Stored records:
————————

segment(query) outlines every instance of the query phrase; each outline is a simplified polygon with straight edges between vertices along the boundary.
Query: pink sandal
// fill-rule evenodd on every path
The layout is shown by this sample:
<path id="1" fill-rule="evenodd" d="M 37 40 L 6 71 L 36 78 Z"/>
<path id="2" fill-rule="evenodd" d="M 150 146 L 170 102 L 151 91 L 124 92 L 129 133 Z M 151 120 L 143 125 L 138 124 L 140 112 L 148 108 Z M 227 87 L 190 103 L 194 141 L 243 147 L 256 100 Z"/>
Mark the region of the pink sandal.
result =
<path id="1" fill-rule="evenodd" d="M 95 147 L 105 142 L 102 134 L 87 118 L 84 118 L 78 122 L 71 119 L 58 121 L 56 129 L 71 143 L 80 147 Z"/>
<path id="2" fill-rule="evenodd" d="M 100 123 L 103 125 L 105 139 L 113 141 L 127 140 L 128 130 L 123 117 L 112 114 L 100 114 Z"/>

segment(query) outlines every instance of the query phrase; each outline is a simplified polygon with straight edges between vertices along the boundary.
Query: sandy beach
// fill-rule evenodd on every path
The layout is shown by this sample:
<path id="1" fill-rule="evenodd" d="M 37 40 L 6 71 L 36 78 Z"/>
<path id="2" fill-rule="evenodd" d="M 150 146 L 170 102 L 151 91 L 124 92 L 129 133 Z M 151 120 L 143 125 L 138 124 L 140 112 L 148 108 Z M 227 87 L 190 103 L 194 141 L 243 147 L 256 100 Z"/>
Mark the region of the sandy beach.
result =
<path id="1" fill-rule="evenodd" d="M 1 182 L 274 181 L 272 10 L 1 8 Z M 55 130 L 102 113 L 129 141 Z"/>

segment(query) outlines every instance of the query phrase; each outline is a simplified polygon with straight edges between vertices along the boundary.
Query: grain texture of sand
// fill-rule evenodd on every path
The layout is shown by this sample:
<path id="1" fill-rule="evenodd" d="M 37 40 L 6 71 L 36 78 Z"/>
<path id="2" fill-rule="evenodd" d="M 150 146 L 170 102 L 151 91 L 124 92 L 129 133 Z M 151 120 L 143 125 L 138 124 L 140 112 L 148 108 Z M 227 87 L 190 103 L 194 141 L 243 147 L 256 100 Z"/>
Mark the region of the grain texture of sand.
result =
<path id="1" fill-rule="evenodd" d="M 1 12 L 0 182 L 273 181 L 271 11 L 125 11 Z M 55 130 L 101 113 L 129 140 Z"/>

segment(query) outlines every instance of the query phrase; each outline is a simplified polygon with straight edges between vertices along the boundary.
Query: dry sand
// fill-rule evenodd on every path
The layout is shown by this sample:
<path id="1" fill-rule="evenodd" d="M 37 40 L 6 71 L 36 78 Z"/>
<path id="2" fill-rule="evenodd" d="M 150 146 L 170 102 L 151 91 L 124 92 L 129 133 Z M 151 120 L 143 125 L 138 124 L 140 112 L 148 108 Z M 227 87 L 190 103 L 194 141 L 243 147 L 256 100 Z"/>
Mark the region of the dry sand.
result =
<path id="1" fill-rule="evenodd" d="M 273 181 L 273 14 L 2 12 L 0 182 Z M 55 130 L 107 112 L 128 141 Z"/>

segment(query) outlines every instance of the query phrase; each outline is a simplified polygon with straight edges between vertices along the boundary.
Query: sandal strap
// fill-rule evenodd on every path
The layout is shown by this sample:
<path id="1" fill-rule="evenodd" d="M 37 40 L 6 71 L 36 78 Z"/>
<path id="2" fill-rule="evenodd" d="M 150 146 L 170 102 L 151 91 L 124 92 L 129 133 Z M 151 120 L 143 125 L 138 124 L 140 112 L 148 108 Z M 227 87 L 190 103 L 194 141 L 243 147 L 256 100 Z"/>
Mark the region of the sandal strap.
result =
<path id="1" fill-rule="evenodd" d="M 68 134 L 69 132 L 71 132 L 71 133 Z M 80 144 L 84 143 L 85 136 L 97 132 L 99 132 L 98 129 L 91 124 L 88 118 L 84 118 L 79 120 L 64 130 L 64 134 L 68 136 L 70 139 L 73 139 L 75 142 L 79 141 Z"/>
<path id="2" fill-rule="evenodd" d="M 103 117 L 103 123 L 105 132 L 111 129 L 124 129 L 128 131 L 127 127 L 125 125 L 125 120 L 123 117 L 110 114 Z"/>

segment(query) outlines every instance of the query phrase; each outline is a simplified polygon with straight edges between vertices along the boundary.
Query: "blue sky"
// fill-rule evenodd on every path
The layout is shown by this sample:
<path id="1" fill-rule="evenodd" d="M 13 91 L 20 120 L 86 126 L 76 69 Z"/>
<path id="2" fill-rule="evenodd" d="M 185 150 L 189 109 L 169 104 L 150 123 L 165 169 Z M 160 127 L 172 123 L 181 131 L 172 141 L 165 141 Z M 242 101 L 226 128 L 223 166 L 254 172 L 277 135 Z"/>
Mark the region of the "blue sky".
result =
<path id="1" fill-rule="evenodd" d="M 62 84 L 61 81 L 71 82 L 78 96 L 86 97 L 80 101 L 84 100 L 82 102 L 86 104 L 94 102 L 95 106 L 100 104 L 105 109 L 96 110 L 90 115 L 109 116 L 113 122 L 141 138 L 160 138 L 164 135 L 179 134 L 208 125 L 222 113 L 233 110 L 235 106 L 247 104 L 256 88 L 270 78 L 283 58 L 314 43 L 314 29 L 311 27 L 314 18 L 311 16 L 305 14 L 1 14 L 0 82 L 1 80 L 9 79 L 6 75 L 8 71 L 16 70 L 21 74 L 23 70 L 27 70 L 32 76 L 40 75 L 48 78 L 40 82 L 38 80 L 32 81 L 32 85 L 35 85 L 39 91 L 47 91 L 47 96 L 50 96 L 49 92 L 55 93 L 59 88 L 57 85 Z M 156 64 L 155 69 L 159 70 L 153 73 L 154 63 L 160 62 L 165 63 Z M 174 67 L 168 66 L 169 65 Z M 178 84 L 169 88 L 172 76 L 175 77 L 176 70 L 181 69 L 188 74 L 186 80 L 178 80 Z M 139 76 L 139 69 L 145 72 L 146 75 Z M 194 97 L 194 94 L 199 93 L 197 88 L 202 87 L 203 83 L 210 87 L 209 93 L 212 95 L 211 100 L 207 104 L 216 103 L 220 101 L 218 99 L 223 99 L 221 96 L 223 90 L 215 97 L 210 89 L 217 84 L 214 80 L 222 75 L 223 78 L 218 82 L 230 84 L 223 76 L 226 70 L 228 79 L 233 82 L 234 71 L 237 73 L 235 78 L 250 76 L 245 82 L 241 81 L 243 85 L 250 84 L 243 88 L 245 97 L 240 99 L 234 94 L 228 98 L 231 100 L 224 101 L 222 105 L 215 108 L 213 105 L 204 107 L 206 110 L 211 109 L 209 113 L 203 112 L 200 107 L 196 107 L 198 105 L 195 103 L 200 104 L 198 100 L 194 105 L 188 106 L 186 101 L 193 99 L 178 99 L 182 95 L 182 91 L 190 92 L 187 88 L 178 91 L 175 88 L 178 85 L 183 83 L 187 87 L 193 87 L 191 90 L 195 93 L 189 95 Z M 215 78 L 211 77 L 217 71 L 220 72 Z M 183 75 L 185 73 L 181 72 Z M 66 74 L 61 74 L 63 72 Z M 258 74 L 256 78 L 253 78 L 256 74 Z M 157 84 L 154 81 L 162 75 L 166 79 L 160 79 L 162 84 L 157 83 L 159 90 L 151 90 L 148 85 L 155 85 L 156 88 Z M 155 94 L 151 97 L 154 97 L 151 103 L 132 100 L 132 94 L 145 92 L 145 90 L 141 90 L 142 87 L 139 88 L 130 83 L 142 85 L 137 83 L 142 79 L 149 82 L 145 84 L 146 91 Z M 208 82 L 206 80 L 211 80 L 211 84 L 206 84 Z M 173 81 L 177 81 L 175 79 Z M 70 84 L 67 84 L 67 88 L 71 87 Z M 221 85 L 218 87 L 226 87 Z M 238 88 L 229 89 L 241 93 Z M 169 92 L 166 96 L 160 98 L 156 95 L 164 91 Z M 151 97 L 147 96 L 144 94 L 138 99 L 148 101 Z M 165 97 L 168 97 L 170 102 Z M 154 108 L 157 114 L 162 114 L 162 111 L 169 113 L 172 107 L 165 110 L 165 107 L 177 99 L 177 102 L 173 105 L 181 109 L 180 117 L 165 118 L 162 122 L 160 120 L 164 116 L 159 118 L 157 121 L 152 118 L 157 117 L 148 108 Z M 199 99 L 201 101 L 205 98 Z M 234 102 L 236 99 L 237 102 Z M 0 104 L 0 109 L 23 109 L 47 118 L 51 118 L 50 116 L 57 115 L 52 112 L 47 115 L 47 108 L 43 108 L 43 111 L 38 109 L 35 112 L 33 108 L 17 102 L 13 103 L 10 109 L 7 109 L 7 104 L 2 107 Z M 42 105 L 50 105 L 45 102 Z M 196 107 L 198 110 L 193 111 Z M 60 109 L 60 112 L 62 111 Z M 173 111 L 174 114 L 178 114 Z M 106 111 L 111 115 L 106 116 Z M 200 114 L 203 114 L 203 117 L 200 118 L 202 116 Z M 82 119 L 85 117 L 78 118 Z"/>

————————

EXERCISE DESCRIPTION |
Echo the listing unchanged, from its first line through the line containing "100 123 L 103", with both of those lines included.

SOLUTION |
segment(query) outlines every instance of the query phrase; each outline is a simplified polygon with straight edges between vertices along the boundary.
Query: pink sandal
// fill-rule evenodd on every path
The layout is shown by this sample:
<path id="1" fill-rule="evenodd" d="M 37 40 L 6 71 L 36 78 Z"/>
<path id="2" fill-rule="evenodd" d="M 150 146 L 170 102 L 151 91 L 124 92 L 129 133 Z M 151 120 L 143 125 L 138 124 L 140 112 L 148 108 Z M 227 87 L 190 103 L 194 141 L 243 147 L 256 100 Z"/>
Mark the region of the pink sandal.
result =
<path id="1" fill-rule="evenodd" d="M 95 147 L 105 142 L 102 134 L 87 118 L 84 118 L 78 122 L 71 119 L 58 121 L 56 129 L 71 143 L 80 147 Z"/>
<path id="2" fill-rule="evenodd" d="M 100 123 L 103 125 L 105 139 L 113 141 L 127 140 L 128 130 L 123 117 L 112 114 L 100 114 Z"/>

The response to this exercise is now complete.